── EXTRACT TO READ ──

A black Guide Dog guides his handler alongside a river bank

Guide Dogs spreads important message at Mudgee Field Days

Residents living in Central NSW having trouble getting around due to vision loss, or those who know someone who is, are invited to drop by the Guide Dogs NSW/ACT stand at the Mudgee Small Farm Field Days from July 15 to 16.

As the leading provider of Guide Dogs and orientation and mobility services that enable people who are blind or vision impaired to get around their communities safely, the organisation will have an information stand in the Founders Pavilion to raise awareness of its local services that are provided at no cost.

"While we're known for our Guide Dogs and puppies, we're attending the field days to highlight our most common program, which is teaching people valuable skills to help them safely move around their environment, using a range of mobility aids like the long cane and electronic devices," Guide Dogs NSW/ACT Regional Manager, Regina Renfree said.

Ms Renfree also stressed that Guide Dogs Orientation & Mobility Specialists travel to wherever their services are required.

"We come to you, wherever that may be - your home, your workplace, your school or university - learning to find your way around your particular environment is a top priority."

───

PROBLEM: Summarize the article about Guide Dogs at the Mudgee field days in two sentences.

── PROVIDED DATA ──

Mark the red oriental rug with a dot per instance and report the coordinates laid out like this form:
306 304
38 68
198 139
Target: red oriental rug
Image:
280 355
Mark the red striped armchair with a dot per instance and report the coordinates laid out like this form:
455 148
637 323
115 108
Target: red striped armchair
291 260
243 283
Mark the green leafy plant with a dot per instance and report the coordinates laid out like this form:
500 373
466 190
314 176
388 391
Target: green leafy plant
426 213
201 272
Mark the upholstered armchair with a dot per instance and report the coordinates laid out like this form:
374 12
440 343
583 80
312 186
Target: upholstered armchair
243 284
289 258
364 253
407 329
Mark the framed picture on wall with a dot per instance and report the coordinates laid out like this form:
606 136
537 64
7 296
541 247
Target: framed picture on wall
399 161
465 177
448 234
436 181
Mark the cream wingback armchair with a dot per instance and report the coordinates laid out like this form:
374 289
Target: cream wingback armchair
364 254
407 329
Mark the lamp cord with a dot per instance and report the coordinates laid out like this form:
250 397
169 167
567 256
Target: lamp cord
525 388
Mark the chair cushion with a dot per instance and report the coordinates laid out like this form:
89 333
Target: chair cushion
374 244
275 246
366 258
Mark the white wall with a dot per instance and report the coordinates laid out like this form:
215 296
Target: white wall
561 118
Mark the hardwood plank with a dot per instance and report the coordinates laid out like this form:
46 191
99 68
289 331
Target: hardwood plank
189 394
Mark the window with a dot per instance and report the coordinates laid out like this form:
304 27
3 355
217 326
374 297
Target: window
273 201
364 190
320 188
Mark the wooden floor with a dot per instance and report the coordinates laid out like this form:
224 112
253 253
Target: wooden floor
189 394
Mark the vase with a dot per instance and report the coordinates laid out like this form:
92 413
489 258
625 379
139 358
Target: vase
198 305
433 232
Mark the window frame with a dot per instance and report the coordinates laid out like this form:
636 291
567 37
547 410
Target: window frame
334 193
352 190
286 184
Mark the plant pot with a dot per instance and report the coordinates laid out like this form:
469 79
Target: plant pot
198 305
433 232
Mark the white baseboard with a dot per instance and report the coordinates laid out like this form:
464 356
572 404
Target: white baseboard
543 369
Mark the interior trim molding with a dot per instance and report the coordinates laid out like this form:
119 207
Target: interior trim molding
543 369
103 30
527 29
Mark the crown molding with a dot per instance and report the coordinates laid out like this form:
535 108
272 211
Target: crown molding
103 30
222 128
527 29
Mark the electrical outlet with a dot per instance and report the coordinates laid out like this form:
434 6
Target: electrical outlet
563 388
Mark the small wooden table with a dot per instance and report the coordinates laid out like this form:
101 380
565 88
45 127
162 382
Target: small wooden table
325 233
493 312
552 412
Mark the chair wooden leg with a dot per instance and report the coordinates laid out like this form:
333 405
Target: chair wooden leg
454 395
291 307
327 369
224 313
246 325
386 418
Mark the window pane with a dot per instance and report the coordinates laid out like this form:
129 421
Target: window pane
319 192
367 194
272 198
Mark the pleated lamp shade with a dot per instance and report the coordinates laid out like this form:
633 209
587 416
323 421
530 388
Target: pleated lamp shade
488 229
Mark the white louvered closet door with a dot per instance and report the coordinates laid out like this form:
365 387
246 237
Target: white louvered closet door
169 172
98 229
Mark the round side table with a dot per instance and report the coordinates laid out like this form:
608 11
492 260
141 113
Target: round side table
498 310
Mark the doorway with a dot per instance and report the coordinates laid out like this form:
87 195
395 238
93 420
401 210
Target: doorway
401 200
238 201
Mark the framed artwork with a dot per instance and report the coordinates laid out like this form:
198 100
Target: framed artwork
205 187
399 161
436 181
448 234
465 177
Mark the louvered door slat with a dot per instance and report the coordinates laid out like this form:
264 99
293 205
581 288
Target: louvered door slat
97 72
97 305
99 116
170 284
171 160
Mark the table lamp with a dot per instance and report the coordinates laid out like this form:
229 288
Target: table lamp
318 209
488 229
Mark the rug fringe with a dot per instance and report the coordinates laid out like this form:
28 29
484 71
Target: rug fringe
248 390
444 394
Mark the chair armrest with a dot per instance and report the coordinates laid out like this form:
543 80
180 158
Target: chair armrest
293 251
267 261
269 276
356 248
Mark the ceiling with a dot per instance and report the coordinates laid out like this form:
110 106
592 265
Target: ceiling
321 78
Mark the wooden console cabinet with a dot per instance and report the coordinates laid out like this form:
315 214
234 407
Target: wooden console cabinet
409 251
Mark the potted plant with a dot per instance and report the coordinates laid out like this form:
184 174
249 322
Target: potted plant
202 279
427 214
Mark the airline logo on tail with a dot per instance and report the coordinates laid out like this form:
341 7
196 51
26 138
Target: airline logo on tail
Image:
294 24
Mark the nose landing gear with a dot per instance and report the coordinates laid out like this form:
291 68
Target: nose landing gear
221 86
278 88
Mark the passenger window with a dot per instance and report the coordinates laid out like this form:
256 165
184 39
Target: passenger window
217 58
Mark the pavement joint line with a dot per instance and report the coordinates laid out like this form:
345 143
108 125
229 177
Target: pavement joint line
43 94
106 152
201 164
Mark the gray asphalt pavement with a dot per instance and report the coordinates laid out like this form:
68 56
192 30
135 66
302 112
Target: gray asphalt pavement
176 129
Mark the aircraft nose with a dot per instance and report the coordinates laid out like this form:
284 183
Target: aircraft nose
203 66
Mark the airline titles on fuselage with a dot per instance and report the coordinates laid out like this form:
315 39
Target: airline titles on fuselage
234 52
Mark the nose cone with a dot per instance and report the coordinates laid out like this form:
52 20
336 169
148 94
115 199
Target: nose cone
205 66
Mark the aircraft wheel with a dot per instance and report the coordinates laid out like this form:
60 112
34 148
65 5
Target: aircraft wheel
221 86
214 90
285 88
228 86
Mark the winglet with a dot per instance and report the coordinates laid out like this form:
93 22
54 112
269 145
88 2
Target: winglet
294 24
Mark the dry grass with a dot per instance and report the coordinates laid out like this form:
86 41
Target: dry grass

───

ANSWER SPACE: Guide Dogs NSW/ACT will have an information stand in the Founders Pavilion at the Mudgee Small Farm Field Days from July 15 to 16, and it invites Central NSW residents who have trouble getting around due to vision loss, or who know someone who does, to stop by and learn about its free local services. Regional Manager Regina Renfree said the organization is attending to highlight its most common program, which teaches people to move around safely using mobility aids like the long cane and electronic devices, and that its Orientation & Mobility Specialists travel to wherever their services are required.